- **Task instructions**
Give the lines below as a JSON list of strings, one string per line with blank lines left out. Include only the part that opens with the line containing "TARGET = camel's front leg" and runs through the last line, with both ends included.

- **Data provided**
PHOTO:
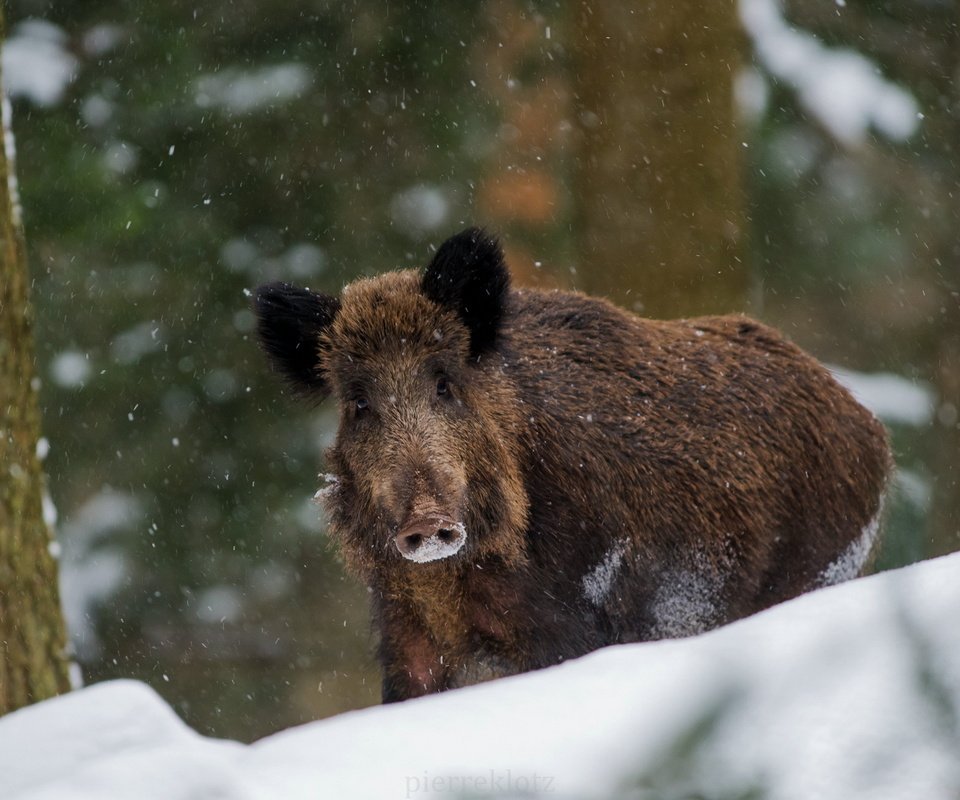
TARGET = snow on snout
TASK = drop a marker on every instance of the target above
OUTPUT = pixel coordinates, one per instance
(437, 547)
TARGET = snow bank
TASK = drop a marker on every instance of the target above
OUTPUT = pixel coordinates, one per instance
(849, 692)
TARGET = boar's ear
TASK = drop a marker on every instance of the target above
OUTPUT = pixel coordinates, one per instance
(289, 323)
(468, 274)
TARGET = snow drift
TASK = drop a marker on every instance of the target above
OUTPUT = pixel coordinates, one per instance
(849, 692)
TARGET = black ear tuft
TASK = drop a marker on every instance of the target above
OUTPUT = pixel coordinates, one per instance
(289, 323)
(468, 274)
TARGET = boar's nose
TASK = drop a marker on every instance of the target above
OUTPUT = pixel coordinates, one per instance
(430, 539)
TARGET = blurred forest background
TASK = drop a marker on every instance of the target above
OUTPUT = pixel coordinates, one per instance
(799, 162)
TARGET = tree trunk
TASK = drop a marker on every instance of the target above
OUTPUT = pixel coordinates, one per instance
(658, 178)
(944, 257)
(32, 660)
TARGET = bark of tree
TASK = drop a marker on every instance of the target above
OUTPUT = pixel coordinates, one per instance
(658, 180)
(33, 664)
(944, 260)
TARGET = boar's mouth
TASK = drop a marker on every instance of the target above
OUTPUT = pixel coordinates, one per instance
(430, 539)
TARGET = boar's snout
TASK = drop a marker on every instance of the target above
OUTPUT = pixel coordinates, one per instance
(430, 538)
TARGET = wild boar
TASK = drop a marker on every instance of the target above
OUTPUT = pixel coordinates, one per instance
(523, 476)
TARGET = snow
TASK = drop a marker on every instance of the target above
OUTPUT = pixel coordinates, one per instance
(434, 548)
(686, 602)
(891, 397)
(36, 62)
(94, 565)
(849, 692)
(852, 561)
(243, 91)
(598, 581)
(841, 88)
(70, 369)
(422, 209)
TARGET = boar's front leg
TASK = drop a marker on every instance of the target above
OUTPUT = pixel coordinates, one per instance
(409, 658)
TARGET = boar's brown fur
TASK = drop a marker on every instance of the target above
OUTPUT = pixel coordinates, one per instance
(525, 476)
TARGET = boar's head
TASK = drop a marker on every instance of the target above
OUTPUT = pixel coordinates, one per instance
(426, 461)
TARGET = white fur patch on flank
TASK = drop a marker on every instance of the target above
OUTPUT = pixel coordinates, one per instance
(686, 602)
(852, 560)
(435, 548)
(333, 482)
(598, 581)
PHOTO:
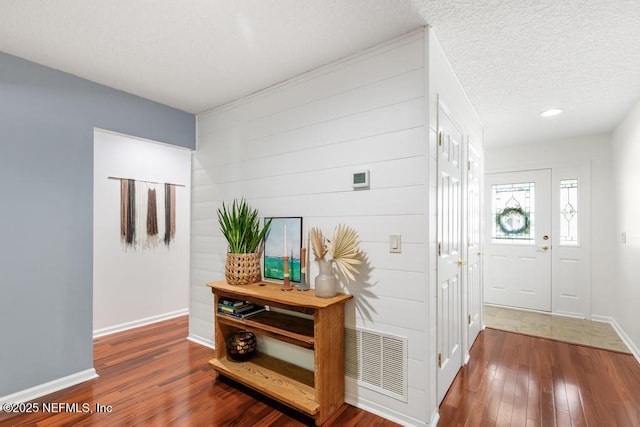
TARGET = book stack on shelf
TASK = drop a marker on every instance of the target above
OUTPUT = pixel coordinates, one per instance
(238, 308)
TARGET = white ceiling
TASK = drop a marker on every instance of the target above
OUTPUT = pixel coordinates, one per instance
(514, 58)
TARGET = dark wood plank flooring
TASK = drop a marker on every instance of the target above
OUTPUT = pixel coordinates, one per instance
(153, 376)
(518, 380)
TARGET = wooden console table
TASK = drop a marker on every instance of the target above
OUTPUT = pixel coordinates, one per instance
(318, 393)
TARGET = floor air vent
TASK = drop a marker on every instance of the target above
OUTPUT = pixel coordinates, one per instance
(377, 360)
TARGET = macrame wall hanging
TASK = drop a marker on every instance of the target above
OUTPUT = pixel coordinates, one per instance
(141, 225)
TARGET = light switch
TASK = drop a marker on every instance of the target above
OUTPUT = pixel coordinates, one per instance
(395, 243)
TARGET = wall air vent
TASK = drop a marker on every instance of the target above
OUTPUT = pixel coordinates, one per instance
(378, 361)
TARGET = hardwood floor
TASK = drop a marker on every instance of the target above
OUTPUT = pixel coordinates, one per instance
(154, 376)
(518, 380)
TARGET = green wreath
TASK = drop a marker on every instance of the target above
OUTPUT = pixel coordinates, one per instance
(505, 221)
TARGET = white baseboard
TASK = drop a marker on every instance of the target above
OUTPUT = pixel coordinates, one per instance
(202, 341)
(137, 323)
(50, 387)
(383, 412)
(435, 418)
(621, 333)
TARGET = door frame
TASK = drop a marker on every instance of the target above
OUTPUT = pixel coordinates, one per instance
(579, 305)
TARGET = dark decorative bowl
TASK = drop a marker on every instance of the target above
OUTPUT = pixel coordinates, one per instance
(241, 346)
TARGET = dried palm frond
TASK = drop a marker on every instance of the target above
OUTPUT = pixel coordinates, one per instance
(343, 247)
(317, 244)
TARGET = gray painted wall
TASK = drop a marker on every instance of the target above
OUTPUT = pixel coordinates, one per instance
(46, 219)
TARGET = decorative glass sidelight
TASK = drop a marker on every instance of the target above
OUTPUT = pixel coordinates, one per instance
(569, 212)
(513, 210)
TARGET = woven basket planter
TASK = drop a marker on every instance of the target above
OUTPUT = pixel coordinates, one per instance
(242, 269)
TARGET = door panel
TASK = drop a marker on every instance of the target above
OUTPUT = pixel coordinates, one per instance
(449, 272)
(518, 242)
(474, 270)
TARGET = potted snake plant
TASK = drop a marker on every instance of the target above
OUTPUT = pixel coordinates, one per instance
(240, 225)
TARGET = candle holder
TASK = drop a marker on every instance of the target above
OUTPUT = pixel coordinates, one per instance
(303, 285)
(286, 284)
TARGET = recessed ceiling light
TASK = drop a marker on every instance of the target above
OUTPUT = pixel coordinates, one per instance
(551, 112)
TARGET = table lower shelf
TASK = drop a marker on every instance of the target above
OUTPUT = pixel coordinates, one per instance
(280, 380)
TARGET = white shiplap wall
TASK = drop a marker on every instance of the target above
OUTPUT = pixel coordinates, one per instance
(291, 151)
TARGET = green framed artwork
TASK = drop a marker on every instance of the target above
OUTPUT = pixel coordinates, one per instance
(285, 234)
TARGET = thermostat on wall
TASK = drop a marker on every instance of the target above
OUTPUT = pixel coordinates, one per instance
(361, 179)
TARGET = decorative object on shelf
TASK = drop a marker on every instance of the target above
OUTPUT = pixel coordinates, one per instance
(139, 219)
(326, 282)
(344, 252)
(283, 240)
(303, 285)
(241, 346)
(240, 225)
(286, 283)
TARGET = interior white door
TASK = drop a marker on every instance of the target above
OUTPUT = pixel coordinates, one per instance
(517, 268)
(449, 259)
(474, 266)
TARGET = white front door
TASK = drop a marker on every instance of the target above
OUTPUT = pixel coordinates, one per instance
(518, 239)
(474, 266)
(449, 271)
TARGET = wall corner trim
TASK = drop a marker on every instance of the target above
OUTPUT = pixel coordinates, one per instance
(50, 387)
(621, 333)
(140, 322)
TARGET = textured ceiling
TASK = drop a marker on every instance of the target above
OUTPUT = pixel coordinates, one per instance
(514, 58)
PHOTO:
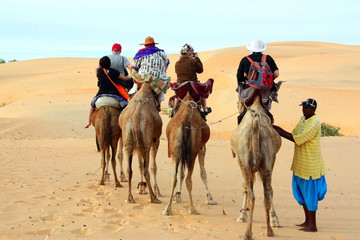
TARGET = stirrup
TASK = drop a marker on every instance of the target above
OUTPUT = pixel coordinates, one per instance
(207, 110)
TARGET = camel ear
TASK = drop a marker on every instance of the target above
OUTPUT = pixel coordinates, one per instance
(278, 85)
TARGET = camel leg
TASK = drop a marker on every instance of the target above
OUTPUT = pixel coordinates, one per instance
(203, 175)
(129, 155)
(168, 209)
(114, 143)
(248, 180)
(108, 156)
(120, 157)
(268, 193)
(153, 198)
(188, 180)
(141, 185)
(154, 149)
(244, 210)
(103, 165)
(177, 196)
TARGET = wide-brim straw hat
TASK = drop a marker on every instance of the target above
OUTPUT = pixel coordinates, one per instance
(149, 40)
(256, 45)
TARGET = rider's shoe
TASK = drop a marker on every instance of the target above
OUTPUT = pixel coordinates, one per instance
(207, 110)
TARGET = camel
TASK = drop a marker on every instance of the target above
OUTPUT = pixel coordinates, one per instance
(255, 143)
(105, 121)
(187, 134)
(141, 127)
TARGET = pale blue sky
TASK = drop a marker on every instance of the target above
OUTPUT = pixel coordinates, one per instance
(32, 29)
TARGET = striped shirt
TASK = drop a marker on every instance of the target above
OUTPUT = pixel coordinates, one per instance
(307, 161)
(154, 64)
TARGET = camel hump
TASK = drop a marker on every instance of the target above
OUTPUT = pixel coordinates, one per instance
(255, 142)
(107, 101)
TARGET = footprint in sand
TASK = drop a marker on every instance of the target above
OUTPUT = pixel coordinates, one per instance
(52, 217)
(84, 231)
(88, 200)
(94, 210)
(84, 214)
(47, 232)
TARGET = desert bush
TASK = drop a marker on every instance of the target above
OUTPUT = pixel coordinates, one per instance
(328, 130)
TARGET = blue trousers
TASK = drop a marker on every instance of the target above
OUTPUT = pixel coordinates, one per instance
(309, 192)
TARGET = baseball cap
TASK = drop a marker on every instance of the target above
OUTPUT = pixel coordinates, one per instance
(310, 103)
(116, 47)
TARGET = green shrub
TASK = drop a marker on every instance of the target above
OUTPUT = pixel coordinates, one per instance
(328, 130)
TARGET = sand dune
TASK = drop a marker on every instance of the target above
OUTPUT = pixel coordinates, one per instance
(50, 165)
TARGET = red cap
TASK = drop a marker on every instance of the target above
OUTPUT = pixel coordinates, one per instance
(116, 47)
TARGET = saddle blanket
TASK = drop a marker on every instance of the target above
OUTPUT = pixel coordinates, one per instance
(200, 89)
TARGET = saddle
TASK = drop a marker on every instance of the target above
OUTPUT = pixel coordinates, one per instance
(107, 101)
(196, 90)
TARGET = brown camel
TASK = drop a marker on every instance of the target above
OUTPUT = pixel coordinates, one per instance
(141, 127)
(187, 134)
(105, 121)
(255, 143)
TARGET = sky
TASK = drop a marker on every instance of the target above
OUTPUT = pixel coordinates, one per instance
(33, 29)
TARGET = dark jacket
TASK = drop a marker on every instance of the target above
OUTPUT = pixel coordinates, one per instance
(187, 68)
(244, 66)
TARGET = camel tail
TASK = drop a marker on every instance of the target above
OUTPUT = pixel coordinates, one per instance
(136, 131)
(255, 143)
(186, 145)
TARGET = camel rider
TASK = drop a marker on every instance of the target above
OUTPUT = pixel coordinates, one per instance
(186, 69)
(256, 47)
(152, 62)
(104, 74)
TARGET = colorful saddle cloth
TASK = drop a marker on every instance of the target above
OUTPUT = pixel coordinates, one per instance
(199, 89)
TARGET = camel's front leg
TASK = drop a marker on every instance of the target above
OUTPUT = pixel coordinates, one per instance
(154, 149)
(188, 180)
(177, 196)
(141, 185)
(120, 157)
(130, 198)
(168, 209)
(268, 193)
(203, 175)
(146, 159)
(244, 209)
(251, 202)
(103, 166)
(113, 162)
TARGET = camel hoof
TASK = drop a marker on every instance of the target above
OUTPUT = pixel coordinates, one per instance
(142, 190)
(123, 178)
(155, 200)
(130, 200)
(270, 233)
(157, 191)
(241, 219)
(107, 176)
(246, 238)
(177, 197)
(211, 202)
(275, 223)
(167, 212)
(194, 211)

- **Response to the task**
[
  "TARGET = camel's front leg",
  "TASK = drop a marker on every instance of the target above",
  "OUTPUT = pixel coordinates, one per instance",
  "(154, 149)",
  "(188, 180)",
  "(177, 196)",
  "(141, 185)",
  "(120, 157)",
  "(130, 198)",
  "(168, 209)",
  "(268, 193)",
  "(203, 175)",
  "(146, 159)",
  "(244, 209)",
  "(251, 202)",
  "(103, 166)",
  "(113, 162)",
  "TARGET = camel hoof",
  "TASK = drop a marker on every instance of the target above",
  "OUTPUT = pixel coordinates, one per instance",
  "(142, 190)",
  "(123, 178)",
  "(155, 200)",
  "(130, 200)",
  "(270, 233)",
  "(157, 191)",
  "(241, 219)",
  "(107, 176)",
  "(246, 238)",
  "(177, 197)",
  "(211, 202)",
  "(275, 223)",
  "(167, 212)",
  "(194, 211)"
]